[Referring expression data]
━━━━━━━━━━━━━━━━

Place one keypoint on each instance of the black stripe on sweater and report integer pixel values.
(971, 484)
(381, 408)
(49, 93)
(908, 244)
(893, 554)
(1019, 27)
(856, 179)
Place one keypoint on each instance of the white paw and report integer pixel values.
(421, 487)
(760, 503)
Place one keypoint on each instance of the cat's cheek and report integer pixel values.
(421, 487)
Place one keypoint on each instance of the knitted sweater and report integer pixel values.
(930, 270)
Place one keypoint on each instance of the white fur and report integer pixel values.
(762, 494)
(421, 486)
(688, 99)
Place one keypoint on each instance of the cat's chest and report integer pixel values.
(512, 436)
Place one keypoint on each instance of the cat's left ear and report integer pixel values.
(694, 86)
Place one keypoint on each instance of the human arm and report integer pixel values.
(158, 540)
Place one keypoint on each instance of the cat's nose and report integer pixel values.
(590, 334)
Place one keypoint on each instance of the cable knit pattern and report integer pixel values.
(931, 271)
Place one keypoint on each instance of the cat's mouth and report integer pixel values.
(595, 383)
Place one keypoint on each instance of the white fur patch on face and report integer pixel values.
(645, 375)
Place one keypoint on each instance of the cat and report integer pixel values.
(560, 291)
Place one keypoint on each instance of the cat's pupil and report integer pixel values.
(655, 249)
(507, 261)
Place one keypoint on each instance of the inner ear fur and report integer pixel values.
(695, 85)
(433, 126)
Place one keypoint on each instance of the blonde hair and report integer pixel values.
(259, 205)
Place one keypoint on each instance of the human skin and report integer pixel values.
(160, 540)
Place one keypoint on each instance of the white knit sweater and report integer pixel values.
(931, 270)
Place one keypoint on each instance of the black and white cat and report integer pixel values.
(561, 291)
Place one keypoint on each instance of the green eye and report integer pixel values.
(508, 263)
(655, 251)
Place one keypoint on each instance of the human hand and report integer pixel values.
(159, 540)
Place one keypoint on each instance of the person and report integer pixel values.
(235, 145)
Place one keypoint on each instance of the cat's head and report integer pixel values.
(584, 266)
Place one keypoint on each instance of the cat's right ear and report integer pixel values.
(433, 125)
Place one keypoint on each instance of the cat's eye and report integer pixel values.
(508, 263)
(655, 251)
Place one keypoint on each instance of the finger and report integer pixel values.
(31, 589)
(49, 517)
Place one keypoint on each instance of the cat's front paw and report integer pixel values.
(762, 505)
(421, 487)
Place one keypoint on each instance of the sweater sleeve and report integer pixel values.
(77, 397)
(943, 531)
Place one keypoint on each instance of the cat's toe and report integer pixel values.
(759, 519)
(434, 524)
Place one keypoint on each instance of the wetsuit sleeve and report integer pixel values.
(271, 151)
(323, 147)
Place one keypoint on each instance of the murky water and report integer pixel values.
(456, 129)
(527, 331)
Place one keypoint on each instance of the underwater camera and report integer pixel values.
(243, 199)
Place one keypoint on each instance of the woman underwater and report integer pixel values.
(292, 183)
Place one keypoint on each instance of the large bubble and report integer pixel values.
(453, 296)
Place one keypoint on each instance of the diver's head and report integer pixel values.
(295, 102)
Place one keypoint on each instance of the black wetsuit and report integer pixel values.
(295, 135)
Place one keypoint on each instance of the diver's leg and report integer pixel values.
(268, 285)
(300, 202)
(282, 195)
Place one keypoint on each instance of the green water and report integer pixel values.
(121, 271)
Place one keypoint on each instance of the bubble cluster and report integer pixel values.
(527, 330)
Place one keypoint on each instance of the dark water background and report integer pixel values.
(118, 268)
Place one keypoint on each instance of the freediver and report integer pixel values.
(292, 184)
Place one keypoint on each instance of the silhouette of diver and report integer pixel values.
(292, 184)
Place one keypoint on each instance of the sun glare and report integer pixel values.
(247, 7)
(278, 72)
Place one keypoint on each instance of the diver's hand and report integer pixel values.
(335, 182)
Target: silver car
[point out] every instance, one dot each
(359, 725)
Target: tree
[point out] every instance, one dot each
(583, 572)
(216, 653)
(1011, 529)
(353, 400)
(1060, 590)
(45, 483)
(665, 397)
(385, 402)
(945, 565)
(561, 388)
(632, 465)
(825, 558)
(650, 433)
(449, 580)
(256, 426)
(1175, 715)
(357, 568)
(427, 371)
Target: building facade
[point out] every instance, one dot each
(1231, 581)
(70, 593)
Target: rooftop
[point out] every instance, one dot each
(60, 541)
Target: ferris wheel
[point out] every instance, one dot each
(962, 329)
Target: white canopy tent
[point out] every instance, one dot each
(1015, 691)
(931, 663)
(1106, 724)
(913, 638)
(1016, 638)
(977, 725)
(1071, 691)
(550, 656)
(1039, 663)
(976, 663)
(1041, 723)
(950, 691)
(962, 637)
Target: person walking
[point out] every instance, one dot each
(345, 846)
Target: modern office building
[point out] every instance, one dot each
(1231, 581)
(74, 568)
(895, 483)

━━━━━━━━━━━━━━━━

TASK ITEM — The reply should be nothing but the number of lines in the entries that include "Target".

SOLUTION FOR THIS TASK — 8